##### Extracted material #####

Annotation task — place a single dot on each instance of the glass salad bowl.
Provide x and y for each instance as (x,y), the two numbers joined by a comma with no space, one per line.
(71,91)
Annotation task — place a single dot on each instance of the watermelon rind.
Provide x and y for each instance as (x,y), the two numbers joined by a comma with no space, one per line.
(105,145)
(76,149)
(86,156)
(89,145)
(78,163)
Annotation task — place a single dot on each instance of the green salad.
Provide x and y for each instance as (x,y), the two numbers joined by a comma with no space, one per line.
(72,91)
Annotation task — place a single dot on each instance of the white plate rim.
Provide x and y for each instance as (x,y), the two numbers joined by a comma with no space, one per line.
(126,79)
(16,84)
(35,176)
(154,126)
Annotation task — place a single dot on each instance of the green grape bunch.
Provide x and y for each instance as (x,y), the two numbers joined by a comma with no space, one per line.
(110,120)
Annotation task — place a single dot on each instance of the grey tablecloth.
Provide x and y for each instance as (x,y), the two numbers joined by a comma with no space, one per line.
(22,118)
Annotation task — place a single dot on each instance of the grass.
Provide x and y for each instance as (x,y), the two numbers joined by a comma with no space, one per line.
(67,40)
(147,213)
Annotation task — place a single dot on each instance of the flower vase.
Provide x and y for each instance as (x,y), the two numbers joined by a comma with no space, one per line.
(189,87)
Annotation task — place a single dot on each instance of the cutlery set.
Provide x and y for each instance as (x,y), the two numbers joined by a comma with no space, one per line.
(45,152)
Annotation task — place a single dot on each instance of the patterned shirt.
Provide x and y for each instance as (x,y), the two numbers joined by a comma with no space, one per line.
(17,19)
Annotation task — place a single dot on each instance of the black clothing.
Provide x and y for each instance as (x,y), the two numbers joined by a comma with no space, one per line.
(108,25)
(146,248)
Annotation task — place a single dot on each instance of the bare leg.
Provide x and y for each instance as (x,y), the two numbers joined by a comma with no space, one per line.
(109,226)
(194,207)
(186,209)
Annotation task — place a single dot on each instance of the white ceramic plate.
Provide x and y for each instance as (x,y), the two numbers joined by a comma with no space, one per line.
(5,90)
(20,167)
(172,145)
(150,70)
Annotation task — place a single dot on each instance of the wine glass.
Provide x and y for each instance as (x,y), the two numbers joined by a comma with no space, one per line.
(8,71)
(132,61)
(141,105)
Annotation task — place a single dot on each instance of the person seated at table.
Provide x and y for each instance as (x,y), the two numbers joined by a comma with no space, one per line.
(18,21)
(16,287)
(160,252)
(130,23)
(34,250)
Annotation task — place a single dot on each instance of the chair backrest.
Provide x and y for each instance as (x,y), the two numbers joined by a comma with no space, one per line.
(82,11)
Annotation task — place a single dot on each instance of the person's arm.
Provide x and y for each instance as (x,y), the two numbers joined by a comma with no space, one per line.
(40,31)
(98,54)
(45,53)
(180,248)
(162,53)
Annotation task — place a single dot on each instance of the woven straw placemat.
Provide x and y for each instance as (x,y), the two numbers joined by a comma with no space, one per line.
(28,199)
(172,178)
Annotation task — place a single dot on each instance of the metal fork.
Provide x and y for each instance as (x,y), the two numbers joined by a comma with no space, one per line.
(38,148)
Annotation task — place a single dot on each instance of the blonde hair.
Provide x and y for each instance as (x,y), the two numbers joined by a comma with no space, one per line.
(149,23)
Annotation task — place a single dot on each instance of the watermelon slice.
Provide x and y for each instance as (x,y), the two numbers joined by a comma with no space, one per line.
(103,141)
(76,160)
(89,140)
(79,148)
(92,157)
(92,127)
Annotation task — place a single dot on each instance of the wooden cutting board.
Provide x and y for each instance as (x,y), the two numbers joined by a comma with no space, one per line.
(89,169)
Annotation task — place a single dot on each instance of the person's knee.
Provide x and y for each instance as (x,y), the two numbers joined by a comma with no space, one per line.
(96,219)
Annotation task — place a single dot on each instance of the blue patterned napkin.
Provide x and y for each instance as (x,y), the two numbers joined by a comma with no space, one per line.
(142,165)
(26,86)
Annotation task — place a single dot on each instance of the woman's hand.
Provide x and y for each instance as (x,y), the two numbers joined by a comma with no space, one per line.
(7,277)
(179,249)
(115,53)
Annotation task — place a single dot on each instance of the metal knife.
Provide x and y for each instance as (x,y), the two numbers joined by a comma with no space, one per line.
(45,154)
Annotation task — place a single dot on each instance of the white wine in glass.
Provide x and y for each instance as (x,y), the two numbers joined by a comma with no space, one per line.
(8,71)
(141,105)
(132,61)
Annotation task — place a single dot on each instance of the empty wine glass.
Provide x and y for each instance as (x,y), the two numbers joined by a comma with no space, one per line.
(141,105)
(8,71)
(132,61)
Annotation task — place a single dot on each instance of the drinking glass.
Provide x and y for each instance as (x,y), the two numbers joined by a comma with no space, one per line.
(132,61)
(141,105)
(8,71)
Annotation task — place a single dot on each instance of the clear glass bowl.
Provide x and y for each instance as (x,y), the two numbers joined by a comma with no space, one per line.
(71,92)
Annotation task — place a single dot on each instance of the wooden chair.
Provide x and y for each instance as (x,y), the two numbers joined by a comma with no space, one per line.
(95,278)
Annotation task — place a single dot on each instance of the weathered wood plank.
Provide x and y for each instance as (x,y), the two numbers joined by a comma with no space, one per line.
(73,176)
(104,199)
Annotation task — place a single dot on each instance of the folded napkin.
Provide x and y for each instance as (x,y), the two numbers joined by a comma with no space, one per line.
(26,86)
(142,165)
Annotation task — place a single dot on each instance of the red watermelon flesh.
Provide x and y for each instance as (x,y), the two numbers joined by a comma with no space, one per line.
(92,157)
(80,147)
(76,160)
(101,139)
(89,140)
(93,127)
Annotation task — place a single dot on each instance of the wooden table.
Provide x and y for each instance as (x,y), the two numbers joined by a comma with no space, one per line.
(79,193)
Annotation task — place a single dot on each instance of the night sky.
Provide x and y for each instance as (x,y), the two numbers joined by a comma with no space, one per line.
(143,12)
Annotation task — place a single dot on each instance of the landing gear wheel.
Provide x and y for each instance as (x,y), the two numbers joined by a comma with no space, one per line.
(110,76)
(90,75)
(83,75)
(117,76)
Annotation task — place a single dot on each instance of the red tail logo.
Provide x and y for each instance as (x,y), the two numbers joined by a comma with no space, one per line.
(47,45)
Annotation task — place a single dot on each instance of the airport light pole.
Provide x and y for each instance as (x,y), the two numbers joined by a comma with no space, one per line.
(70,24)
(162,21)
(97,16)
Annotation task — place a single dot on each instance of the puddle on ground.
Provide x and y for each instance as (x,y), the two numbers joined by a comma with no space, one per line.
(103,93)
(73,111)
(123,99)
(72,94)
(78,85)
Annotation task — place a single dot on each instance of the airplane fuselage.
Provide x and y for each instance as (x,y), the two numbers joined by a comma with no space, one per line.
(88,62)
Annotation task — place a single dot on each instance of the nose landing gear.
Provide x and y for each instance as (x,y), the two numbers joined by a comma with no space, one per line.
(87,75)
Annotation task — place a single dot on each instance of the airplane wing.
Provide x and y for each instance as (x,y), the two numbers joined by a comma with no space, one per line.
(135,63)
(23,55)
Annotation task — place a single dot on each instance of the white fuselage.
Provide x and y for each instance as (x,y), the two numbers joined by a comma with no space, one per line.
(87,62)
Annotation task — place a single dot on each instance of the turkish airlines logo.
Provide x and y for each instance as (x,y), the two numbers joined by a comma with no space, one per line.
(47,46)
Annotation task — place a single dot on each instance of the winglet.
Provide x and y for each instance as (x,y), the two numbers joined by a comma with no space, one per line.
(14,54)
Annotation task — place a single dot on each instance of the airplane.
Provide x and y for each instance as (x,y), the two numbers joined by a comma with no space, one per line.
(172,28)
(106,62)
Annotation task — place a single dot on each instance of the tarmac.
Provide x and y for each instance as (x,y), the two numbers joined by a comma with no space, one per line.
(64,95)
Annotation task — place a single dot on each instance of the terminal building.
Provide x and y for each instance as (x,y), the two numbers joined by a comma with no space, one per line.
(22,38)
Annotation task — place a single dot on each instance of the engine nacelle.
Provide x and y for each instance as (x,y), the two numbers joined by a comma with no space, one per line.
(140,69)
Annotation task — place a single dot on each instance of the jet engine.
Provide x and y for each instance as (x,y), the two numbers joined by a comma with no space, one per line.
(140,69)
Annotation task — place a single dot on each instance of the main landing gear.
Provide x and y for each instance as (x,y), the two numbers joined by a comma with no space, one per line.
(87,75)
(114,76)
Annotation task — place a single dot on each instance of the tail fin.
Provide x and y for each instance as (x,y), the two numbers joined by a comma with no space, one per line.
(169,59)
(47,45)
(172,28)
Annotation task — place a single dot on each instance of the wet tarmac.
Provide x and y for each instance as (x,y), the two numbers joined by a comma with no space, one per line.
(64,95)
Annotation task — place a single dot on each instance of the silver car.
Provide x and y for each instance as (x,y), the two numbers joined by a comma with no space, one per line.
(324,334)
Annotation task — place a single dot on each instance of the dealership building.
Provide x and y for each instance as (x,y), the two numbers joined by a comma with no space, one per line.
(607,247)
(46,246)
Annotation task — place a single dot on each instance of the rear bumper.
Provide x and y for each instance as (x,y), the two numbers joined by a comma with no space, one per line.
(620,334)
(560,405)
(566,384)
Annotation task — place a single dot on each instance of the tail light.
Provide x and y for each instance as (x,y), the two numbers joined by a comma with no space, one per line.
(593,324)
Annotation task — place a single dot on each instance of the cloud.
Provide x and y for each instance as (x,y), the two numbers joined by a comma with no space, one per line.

#####

> Task requirements:
Once you find the line with "the bare leg." in the entries above, output it and each line after it up to and including the line with "the metal fork.", and nothing else.

> Solution:
Annotation task — place a single dot on each instance of the bare leg.
Provide x and y for each instance as (x,y), the two numbers joined by a comma with no space, one per line.
(109,226)
(194,207)
(186,209)
Annotation task — place a single dot on each instance of the white ceramic plate.
Provide x and y for each instance as (x,y), the two numbers joined by a comma with no space, one per line.
(5,90)
(20,167)
(172,145)
(150,70)
Annotation task — place a single dot on each instance of the wine glass.
Provide x and y for each instance as (x,y), the two numbers joined by a comma with no space, one per line.
(8,71)
(132,61)
(141,105)
Annotation task — place a single dot on each instance of the person seated at table.
Provide x and y for each instance as (x,y), the two numbers joined by a comma with no space, one per line.
(18,21)
(16,287)
(160,252)
(130,23)
(34,250)
Annotation task — place a single dot on each instance of the chair backrest.
Provide x and y for each instance as (x,y), the two numbers joined by a comma with no space, one per line.
(82,11)
Annotation task — place a single dot on each instance of the person's arm.
Provide x and y for each instance as (x,y), the two numbers joined by a comma with no space, one per line.
(40,31)
(98,54)
(45,53)
(180,248)
(162,53)
Annotation task — place a single dot on each instance of the woven straw placemat.
Provide x and y for each instance as (x,y), the two numbers joined by a comma with no space, one per line.
(28,199)
(172,178)
Annotation task — place a single dot on each instance of the metal fork.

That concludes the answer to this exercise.